AUFGABEN:
a) Welche Käufer von Ackerboden nennt der Ausgangstext? Zählen Sie alle auf.
b) Zitieren Sie aus dem Ausgangstext den Abschnitt, der mit den Worten „Die Preise für“ beginnt und mit „Lesedauer: 7 Min.“ endet.

AUSGANGSTEXT:
####

Die Preise für Kauf und Pacht landwirtschaftlicher Flächen steigen rapide - mit Folgen nicht zuletzt für Existenzgründer

  • Hendrik Lasch, Halle
  • Lesedauer: 7 Min.

Die Schwarzwurzeln auf dem Hof von René Thielicke wachsen da, wo vor 100 Jahren Braunkohle gefördert wurde. Eine Straße in der Nähe heißt »Am Tagebau«; der Hof »Biophilja«, den René und Sabine Thielicke am Rand von Halle bewirtschaften, liegt an der »Straße der Bergarbeiter«. Als die Grube verfüllt war, übten auf dem Areal Soldaten. Jetzt ist es Acker- und Grünland. Noch kein Gutes: Die Wiesen sind mager; der Bodenwert der Felder liegt bei 30 und nicht, wie in der Magdeburger Börde, bei 100. Aber immerhin: Es sind quasi neu entstandene Agrarflächen.

Der übliche Weg ist umgekehrt: Agrarflächen verschwinden; unter Straßen, Fabriken, Siedlungen. In Sachsen-Anhalt sank die agrarisch genutzte Fläche seit 2015 um rund 12 000 Hektar. Gleichzeitig steigt die Nachfrage nach Äckern immens - weltweit. 1970 musste die globale Landwirtschaft 3,7 Milliarden Menschen ernähren, heute fast acht Milliarden. Zudem sind Feldfrüchte wie Getreide zur Energiegewinnung gefragt. Ackerland wird immer wertvoller - und als Kapitalanlage interessant. Fonds, Großkonzerne und private Investoren kaufen Boden in der begründeten Hoffnung, dass ihr Geld so sicherer angelegt ist als in Aktien oder Gold.

####

DATENAUSZUG:
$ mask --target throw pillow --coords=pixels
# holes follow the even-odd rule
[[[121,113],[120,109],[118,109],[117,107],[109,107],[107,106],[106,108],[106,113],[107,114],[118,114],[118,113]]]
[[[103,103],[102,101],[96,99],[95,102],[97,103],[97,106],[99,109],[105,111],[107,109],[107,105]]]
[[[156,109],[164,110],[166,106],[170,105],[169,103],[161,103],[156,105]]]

####

LÖSUNGEN:
a) Fonds, Großkonzerne und private Investoren

b)
Die Preise für Kauf und Pacht landwirtschaftlicher Flächen steigen rapide - mit Folgen nicht zuletzt für Existenzgründer

  • Hendrik Lasch, Halle
  • Lesedauer: 7 Min.